STATED PROBLEM -
Extract every line below that contains the string "shoe".

EXERCISE MATERIAL -
——

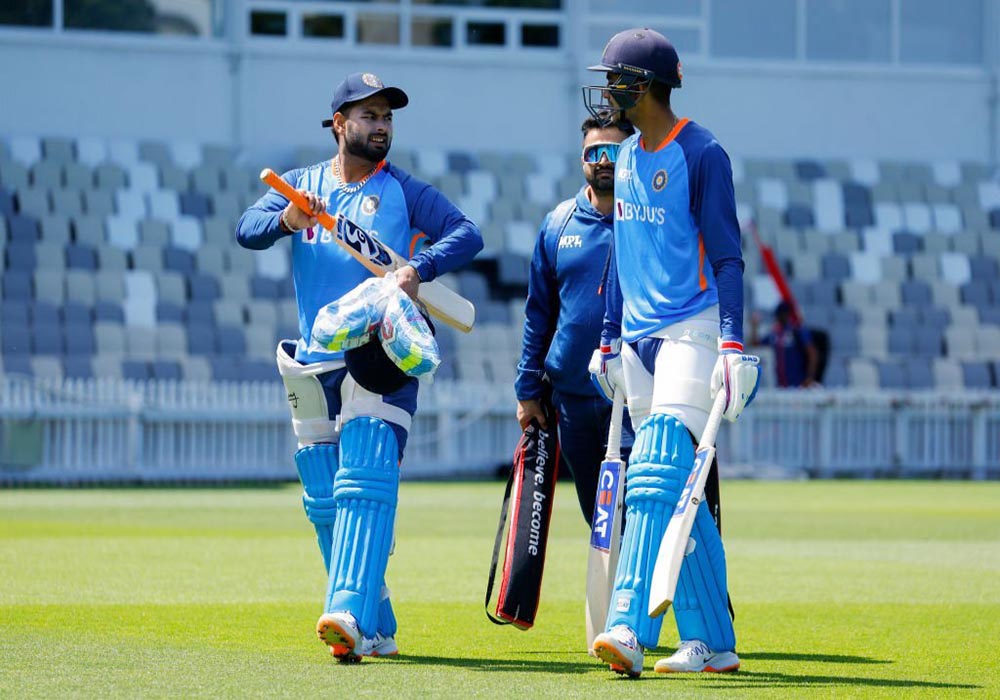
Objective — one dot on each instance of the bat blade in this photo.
(673, 546)
(443, 303)
(606, 527)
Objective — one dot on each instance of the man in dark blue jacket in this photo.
(565, 311)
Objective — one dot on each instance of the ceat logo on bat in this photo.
(608, 483)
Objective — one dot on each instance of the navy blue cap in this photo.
(360, 86)
(644, 49)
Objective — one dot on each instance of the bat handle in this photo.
(272, 179)
(615, 431)
(714, 420)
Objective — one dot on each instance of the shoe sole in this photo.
(336, 637)
(708, 669)
(618, 663)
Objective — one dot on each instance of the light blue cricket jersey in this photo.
(403, 212)
(676, 238)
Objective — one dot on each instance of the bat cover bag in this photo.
(527, 504)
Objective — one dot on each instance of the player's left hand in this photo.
(739, 376)
(408, 280)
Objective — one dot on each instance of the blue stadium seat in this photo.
(932, 317)
(976, 293)
(983, 267)
(80, 338)
(109, 311)
(23, 228)
(6, 203)
(20, 256)
(513, 269)
(231, 341)
(919, 373)
(823, 292)
(264, 288)
(200, 312)
(165, 369)
(14, 314)
(16, 285)
(135, 369)
(906, 243)
(799, 216)
(201, 339)
(835, 267)
(80, 257)
(75, 311)
(905, 317)
(178, 260)
(929, 342)
(195, 204)
(902, 340)
(203, 287)
(915, 293)
(977, 375)
(990, 315)
(77, 367)
(836, 375)
(168, 312)
(43, 312)
(809, 170)
(226, 369)
(17, 361)
(47, 339)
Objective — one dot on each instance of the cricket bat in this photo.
(606, 528)
(441, 302)
(674, 544)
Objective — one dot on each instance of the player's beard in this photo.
(602, 179)
(359, 145)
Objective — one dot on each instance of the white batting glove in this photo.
(606, 369)
(736, 374)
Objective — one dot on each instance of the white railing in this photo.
(124, 431)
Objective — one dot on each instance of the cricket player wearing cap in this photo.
(673, 334)
(352, 427)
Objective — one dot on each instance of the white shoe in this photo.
(379, 645)
(695, 657)
(619, 648)
(340, 632)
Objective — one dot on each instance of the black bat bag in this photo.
(532, 483)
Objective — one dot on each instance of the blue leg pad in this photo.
(701, 601)
(317, 465)
(365, 491)
(658, 468)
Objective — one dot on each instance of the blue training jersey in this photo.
(403, 212)
(565, 308)
(677, 240)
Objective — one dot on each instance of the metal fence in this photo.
(80, 431)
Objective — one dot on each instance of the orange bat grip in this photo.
(295, 197)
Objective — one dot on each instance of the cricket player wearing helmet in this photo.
(673, 333)
(352, 431)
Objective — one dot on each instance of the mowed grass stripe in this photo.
(842, 589)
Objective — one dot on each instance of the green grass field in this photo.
(842, 589)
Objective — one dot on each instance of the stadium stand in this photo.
(119, 260)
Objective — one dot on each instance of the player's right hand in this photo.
(298, 219)
(606, 369)
(528, 409)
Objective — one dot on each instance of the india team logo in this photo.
(659, 180)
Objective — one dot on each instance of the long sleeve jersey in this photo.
(677, 239)
(565, 306)
(403, 212)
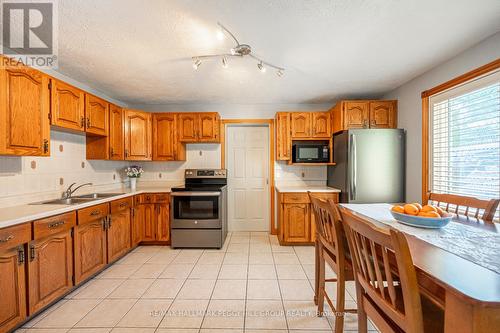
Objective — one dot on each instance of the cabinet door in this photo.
(149, 222)
(163, 222)
(24, 112)
(67, 106)
(13, 288)
(116, 133)
(164, 137)
(50, 269)
(383, 114)
(296, 223)
(137, 136)
(356, 115)
(188, 127)
(138, 224)
(321, 126)
(118, 234)
(90, 249)
(208, 127)
(301, 124)
(283, 140)
(97, 114)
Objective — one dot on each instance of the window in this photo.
(464, 139)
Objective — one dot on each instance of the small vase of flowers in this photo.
(133, 172)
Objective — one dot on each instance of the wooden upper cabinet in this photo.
(24, 112)
(208, 127)
(364, 114)
(283, 140)
(301, 125)
(383, 114)
(164, 137)
(198, 127)
(67, 106)
(138, 145)
(97, 115)
(116, 133)
(188, 127)
(321, 126)
(356, 115)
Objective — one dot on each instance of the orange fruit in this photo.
(440, 210)
(428, 208)
(410, 209)
(419, 206)
(398, 209)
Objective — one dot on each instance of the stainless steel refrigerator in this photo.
(370, 165)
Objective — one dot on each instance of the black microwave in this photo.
(310, 152)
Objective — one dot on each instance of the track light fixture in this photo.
(239, 50)
(196, 63)
(261, 67)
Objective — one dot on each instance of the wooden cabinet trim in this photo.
(53, 225)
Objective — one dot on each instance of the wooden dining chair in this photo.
(331, 247)
(386, 289)
(467, 206)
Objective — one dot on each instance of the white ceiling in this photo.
(140, 52)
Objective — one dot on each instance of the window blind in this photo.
(465, 139)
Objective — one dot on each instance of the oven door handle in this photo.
(196, 194)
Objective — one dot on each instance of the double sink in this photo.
(78, 199)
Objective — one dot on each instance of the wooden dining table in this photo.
(462, 280)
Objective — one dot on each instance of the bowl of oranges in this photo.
(416, 215)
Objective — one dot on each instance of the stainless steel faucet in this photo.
(69, 192)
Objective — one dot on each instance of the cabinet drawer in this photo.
(162, 198)
(295, 198)
(122, 204)
(13, 236)
(144, 198)
(93, 213)
(53, 225)
(327, 196)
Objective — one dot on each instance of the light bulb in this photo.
(220, 34)
(196, 64)
(261, 67)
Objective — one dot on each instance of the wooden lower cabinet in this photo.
(13, 308)
(118, 234)
(90, 249)
(152, 217)
(50, 269)
(296, 223)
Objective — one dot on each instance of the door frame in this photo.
(270, 124)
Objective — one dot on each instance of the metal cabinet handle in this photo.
(8, 238)
(95, 212)
(32, 252)
(56, 224)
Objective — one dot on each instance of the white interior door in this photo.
(247, 151)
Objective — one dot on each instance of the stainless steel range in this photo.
(199, 210)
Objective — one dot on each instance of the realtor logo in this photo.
(29, 32)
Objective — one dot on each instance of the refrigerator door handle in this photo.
(354, 167)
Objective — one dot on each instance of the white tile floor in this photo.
(252, 285)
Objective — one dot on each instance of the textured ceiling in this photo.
(140, 52)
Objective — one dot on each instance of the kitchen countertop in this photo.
(283, 188)
(14, 215)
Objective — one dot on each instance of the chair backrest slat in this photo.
(372, 248)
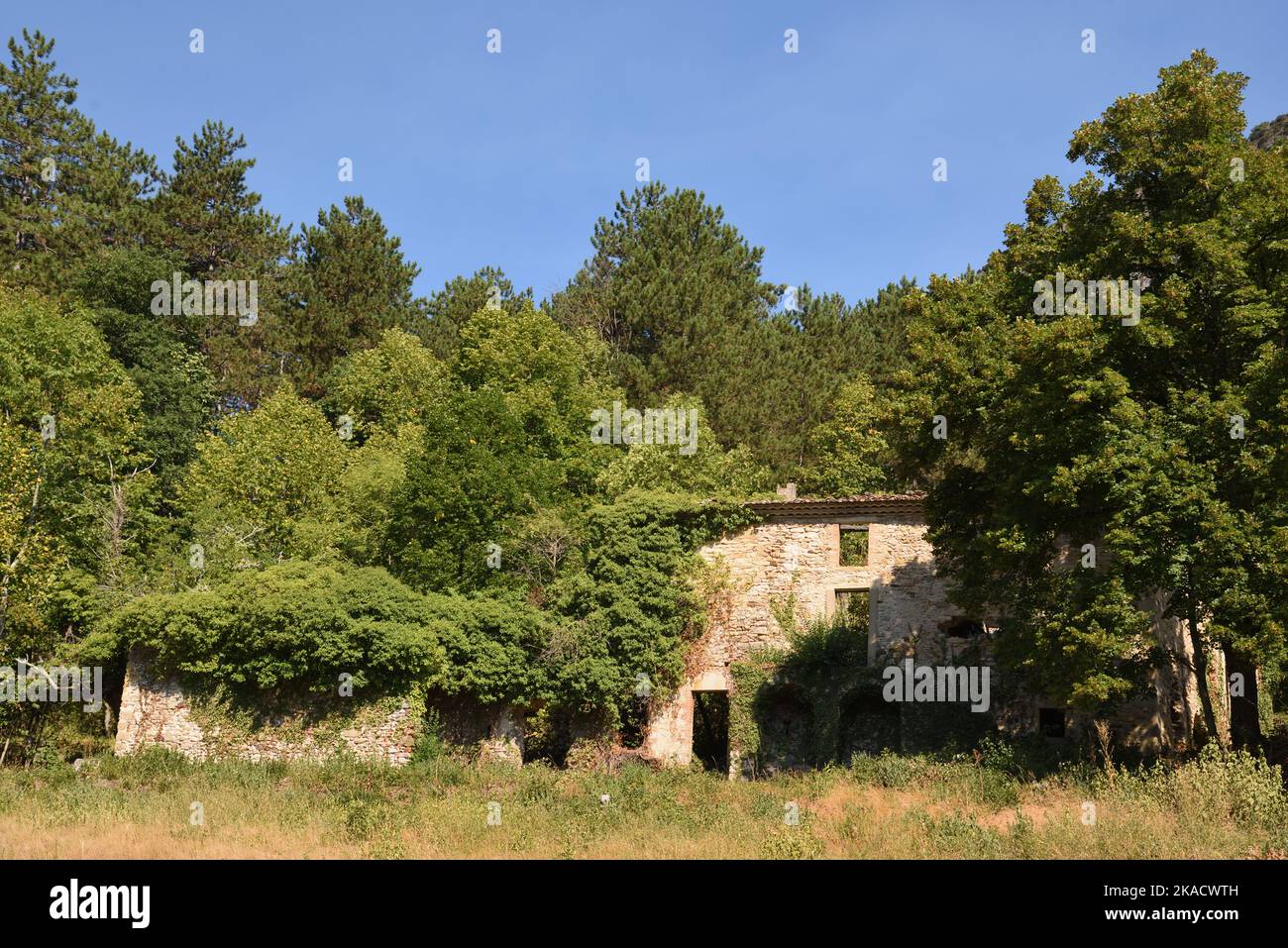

——

THE COMPLETED TASK -
Objective — one dot on each instance of the shoe sole in this photo.
Objective — one dot on each instance of the white shoe in this photo.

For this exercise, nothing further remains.